• **Short problem**
Please rescale the rows below, from the line with "If you could pick out the shaded" up to and including the last line of the rows. Repeat each line in full, with each x and y coordinate in the answers multiplied by 1.8 and rounded to a whole number (halves round up), and leave the pictures out.

• **Supplied information**
»»

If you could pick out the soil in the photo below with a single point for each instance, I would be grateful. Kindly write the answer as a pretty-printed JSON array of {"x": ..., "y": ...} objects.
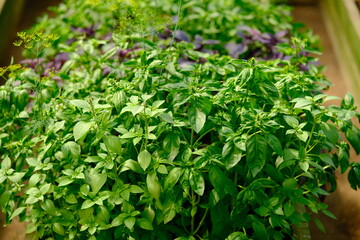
[{"x": 344, "y": 202}]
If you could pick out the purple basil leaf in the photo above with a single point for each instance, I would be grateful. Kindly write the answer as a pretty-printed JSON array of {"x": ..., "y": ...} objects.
[{"x": 235, "y": 49}]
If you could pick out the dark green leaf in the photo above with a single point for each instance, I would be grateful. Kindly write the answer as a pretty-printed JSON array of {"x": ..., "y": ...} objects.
[
  {"x": 81, "y": 129},
  {"x": 353, "y": 139},
  {"x": 112, "y": 143},
  {"x": 171, "y": 145},
  {"x": 95, "y": 180},
  {"x": 221, "y": 182},
  {"x": 153, "y": 185},
  {"x": 197, "y": 182},
  {"x": 197, "y": 118},
  {"x": 172, "y": 178},
  {"x": 274, "y": 143},
  {"x": 144, "y": 159},
  {"x": 144, "y": 223},
  {"x": 256, "y": 153}
]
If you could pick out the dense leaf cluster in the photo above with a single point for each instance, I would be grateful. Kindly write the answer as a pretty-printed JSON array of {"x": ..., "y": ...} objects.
[{"x": 159, "y": 134}]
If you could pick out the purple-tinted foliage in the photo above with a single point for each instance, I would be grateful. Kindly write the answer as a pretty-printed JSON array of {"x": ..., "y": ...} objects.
[
  {"x": 200, "y": 42},
  {"x": 88, "y": 31},
  {"x": 33, "y": 63},
  {"x": 40, "y": 65},
  {"x": 257, "y": 44},
  {"x": 106, "y": 71},
  {"x": 165, "y": 34},
  {"x": 123, "y": 53},
  {"x": 236, "y": 49}
]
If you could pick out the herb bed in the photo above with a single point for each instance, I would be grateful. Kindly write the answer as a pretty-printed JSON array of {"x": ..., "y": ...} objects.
[{"x": 167, "y": 129}]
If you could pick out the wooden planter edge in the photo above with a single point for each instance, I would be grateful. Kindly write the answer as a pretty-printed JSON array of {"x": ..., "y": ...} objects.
[{"x": 342, "y": 19}]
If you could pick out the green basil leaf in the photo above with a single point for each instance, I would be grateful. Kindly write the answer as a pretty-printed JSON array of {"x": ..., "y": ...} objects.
[
  {"x": 81, "y": 129},
  {"x": 197, "y": 118},
  {"x": 153, "y": 185},
  {"x": 112, "y": 143},
  {"x": 256, "y": 153},
  {"x": 144, "y": 159}
]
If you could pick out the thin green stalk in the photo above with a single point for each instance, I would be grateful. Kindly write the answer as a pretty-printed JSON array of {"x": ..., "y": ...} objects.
[
  {"x": 301, "y": 232},
  {"x": 201, "y": 221}
]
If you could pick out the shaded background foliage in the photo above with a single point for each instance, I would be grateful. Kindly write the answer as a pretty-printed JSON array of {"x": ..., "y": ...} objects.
[{"x": 134, "y": 134}]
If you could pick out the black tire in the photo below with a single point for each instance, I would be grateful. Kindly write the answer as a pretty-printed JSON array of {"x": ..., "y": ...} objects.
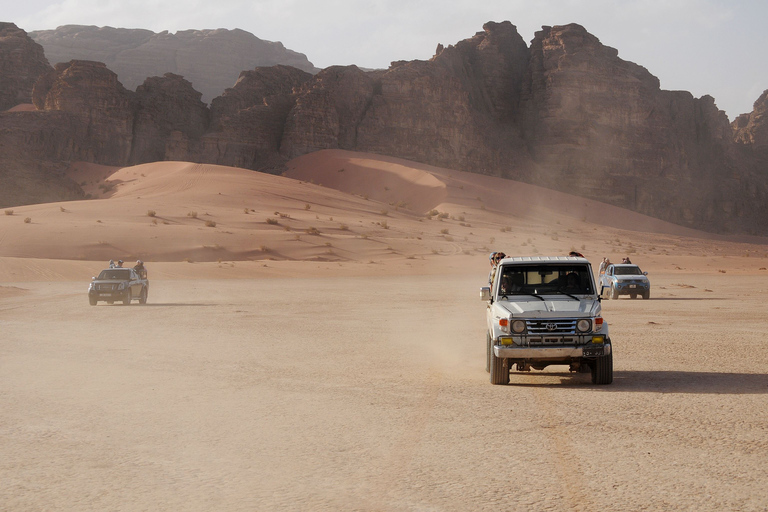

««

• **Result for this task**
If you could pick out the shaded background foliage in the photo above with a single point for each instance, I would be grateful. Kindly write the answer as a pretty-printed JSON array of {"x": ..., "y": ...} objects.
[{"x": 241, "y": 241}]
If you could pick out the black tire in the photo below with a single point for each instance, I would be grateful. Kindly write the answer as a pretty-printed JSON array of {"x": ..., "y": ...} objects.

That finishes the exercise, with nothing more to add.